** Opening GIVEN RECORDS block **

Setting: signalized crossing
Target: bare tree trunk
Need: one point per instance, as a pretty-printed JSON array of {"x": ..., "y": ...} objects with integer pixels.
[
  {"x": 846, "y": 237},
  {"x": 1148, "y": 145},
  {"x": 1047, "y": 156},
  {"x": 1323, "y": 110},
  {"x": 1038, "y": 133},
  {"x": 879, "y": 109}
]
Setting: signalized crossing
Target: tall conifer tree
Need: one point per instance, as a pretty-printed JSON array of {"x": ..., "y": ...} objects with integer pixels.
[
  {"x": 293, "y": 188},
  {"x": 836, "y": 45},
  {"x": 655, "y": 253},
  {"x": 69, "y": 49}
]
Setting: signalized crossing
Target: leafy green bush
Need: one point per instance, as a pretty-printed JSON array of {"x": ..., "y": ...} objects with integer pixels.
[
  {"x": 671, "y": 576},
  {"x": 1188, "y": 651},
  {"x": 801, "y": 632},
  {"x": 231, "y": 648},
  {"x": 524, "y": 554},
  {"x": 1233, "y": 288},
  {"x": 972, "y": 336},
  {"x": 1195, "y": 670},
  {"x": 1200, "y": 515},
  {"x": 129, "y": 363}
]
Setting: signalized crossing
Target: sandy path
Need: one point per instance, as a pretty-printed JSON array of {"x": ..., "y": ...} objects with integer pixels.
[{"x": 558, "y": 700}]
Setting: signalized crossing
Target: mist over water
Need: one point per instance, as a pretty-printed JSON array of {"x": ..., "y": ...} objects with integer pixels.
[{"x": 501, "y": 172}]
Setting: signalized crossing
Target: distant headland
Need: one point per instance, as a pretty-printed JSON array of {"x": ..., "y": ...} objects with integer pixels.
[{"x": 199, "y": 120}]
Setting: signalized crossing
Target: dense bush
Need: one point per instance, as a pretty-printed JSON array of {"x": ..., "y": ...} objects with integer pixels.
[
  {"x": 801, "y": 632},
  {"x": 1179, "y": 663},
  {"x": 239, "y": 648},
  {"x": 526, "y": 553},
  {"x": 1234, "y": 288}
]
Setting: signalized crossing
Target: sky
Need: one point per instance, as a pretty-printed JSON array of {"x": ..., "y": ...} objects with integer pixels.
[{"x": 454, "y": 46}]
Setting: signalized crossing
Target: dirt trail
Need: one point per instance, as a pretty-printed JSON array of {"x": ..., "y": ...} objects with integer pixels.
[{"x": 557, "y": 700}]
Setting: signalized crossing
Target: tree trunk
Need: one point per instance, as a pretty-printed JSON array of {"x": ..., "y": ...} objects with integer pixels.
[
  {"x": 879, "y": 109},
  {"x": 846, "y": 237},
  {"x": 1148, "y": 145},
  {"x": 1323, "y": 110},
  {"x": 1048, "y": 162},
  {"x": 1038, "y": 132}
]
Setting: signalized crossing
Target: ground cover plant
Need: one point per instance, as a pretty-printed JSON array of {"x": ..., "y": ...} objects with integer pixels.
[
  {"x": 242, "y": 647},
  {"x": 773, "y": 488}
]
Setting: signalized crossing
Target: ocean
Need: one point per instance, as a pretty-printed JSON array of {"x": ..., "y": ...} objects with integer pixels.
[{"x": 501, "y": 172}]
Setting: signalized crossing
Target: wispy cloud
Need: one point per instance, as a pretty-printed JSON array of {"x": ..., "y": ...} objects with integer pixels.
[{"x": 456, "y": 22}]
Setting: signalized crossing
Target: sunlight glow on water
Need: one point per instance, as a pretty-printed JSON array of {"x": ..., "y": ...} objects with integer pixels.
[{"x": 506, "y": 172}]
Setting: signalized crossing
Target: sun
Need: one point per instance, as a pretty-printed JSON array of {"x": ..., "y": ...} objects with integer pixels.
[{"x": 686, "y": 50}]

** Closing GIVEN RECORDS block **

## TASK INSTRUCTIONS
Select all lines in the listing above where the word "water" appears, and show them.

## RESPONSE
Target: mist over water
Target: sunlight glow on water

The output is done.